Segment Open

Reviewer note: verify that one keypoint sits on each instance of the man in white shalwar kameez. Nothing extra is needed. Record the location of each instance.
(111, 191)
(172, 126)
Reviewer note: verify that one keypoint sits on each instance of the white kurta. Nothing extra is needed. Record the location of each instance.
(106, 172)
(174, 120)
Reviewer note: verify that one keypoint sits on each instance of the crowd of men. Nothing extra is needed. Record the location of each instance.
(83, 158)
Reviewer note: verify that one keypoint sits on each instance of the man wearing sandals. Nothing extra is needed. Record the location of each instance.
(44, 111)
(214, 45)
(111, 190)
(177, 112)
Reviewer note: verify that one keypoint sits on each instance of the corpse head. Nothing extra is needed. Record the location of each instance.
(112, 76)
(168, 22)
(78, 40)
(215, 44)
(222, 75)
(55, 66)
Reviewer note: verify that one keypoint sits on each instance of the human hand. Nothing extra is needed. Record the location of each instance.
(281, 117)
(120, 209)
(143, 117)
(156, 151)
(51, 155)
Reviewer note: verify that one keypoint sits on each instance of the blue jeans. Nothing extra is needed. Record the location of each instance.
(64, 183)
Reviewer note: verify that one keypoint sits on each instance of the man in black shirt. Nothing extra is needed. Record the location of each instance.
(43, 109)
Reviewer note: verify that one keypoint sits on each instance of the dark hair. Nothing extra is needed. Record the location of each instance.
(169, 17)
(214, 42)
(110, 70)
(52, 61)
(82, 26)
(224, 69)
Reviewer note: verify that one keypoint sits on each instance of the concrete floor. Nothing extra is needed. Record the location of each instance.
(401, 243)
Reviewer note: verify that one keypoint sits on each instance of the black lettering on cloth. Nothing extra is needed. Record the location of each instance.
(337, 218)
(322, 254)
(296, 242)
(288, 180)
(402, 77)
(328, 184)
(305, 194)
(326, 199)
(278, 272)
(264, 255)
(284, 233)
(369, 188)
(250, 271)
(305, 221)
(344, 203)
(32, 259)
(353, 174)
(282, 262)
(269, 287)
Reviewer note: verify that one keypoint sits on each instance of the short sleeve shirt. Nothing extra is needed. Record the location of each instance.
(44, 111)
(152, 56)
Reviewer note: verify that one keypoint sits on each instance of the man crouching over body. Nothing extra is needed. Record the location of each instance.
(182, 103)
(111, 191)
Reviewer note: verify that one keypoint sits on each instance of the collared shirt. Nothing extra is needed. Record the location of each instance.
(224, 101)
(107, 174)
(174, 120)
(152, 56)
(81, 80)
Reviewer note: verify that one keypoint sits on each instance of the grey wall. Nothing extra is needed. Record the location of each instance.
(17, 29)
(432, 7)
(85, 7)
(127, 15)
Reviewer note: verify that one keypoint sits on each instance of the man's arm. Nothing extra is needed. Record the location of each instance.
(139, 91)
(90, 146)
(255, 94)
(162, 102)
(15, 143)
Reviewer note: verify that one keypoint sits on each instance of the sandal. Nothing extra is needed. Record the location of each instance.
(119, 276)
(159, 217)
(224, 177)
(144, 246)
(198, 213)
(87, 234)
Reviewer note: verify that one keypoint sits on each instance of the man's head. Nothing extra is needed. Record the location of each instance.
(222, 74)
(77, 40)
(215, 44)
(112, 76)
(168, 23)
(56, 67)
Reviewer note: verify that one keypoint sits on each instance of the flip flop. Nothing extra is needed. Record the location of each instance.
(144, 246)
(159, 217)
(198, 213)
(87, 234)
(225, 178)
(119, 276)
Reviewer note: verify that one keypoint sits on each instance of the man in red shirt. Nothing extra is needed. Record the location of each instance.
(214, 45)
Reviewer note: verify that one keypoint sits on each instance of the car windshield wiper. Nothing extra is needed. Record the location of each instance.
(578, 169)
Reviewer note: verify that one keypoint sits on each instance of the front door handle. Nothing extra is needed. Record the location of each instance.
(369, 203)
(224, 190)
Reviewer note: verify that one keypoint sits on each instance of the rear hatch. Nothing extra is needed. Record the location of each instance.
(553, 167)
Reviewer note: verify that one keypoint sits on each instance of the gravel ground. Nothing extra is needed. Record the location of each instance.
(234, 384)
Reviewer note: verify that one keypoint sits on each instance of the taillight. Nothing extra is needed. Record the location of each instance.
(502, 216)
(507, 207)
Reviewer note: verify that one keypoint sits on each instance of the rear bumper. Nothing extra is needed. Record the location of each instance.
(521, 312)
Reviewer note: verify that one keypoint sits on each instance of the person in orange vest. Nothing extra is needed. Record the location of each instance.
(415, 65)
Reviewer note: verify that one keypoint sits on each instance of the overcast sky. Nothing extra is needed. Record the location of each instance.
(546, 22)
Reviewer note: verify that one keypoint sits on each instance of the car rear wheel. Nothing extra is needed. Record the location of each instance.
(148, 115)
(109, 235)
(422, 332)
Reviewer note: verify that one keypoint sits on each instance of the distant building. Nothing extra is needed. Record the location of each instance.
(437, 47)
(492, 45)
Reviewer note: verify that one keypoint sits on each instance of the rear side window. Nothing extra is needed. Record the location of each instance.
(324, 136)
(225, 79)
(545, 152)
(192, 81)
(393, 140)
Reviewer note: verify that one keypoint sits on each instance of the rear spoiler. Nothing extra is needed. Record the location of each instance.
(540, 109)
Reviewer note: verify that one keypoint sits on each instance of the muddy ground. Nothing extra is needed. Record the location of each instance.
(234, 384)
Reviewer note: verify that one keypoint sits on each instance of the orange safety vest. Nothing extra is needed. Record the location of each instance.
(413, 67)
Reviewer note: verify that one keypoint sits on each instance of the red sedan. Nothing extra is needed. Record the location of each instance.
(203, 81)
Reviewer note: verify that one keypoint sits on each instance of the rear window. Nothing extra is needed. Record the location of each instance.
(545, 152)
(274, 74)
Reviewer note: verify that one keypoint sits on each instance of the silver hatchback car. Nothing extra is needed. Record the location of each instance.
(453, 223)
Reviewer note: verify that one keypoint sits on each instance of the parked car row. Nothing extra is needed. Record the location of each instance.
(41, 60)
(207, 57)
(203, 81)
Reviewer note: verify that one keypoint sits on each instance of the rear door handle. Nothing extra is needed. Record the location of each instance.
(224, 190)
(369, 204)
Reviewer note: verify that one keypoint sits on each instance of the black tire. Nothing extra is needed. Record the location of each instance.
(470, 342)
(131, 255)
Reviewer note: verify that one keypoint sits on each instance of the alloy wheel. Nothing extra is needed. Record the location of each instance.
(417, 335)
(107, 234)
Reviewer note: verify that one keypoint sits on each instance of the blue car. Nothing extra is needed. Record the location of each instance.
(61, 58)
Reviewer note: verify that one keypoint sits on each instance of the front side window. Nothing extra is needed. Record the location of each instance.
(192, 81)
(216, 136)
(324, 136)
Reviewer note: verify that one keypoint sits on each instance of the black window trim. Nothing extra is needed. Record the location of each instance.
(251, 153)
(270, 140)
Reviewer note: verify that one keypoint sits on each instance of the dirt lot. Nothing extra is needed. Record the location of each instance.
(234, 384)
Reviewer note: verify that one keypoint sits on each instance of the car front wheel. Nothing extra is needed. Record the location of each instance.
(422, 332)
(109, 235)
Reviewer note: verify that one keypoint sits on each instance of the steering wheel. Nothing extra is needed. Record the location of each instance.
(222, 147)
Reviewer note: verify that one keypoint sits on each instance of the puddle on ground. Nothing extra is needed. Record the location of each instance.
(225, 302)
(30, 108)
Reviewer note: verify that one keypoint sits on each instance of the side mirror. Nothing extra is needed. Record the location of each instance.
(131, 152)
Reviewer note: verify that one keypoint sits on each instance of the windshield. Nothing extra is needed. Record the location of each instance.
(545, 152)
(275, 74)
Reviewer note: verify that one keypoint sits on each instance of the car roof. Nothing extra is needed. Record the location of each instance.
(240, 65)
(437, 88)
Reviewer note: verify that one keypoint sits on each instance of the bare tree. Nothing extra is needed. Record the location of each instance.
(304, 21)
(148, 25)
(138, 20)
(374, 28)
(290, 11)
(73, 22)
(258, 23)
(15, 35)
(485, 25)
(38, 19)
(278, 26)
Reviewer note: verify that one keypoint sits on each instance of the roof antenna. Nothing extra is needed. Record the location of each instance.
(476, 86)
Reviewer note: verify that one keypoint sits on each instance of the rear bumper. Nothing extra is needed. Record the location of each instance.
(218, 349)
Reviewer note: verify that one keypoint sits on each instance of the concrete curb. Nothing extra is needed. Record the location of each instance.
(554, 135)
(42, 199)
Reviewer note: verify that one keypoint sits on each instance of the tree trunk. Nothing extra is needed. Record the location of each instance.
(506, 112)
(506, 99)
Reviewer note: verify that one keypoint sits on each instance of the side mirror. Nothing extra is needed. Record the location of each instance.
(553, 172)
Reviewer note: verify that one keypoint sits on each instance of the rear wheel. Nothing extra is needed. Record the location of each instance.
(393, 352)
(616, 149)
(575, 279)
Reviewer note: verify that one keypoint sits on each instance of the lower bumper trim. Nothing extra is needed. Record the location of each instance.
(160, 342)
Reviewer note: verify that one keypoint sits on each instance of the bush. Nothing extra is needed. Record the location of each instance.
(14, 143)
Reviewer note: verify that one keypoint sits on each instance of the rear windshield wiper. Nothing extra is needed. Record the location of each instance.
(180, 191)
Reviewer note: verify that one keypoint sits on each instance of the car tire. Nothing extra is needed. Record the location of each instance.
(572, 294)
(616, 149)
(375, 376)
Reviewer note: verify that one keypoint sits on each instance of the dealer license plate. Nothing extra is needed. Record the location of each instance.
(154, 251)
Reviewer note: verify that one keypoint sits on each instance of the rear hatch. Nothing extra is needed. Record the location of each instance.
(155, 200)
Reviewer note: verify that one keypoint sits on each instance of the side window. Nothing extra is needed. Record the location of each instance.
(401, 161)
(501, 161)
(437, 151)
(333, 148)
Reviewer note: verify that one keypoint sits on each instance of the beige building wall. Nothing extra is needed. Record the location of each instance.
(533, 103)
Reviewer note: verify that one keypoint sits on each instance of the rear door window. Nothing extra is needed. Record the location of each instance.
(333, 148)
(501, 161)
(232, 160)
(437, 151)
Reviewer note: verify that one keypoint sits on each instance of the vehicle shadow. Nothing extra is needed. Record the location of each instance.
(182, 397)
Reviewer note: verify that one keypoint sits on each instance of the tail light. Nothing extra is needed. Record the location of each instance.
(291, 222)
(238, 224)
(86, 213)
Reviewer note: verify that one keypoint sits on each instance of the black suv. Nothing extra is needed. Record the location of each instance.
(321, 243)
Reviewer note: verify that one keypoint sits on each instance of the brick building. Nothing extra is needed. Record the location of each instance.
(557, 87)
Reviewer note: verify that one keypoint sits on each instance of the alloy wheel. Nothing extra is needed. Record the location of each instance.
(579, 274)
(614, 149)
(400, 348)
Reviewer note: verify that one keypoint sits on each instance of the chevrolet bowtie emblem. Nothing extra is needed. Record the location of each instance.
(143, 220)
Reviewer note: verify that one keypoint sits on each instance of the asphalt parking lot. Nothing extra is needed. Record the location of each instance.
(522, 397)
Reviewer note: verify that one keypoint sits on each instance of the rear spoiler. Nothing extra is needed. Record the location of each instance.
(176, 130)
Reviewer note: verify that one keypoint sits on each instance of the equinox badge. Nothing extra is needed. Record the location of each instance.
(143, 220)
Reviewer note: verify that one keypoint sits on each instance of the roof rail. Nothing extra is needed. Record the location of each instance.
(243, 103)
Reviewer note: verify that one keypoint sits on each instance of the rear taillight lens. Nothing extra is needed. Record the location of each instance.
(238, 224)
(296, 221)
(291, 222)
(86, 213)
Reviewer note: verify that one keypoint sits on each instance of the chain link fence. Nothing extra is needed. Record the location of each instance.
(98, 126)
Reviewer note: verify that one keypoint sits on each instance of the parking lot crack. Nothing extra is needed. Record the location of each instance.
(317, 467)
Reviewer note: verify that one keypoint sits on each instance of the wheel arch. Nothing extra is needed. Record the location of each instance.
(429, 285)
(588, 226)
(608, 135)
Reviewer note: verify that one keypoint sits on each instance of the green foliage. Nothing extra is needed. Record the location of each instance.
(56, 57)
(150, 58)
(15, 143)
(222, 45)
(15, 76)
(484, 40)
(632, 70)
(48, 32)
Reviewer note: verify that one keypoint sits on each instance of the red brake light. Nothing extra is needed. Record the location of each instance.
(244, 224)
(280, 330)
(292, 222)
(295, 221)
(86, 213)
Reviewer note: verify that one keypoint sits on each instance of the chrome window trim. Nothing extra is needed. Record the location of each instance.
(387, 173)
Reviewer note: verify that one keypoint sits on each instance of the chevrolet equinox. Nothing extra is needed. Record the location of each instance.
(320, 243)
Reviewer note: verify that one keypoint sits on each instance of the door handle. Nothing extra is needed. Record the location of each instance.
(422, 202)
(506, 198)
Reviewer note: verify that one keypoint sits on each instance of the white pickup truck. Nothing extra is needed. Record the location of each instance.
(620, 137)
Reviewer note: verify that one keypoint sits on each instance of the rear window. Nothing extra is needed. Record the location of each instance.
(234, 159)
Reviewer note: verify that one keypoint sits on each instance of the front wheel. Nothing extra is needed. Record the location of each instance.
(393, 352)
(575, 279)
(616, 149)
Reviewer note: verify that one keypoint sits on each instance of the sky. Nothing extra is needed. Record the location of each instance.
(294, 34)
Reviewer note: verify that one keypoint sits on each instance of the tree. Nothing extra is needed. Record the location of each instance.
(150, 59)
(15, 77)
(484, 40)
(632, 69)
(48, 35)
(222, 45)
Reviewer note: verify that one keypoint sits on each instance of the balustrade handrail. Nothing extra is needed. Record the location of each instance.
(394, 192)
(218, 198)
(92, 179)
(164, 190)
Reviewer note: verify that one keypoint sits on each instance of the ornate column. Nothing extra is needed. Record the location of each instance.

Segment Closed

:: WHAT IS EXPECTED ::
Lines from the one containing "of the balustrade" through the last line of the listing are to be restated word for word; no other line may appear.

:: TASK ANSWER ::
Reviewer note: verify that one keypoint sits on each instance of the balustrade handrail. Nothing extra is needed. Record the location of each instance.
(394, 192)
(218, 198)
(92, 179)
(164, 190)
Reviewer note: verify that one keypoint sits on each instance of the ornate column. Nothing extra is needed. Record the location of each instance.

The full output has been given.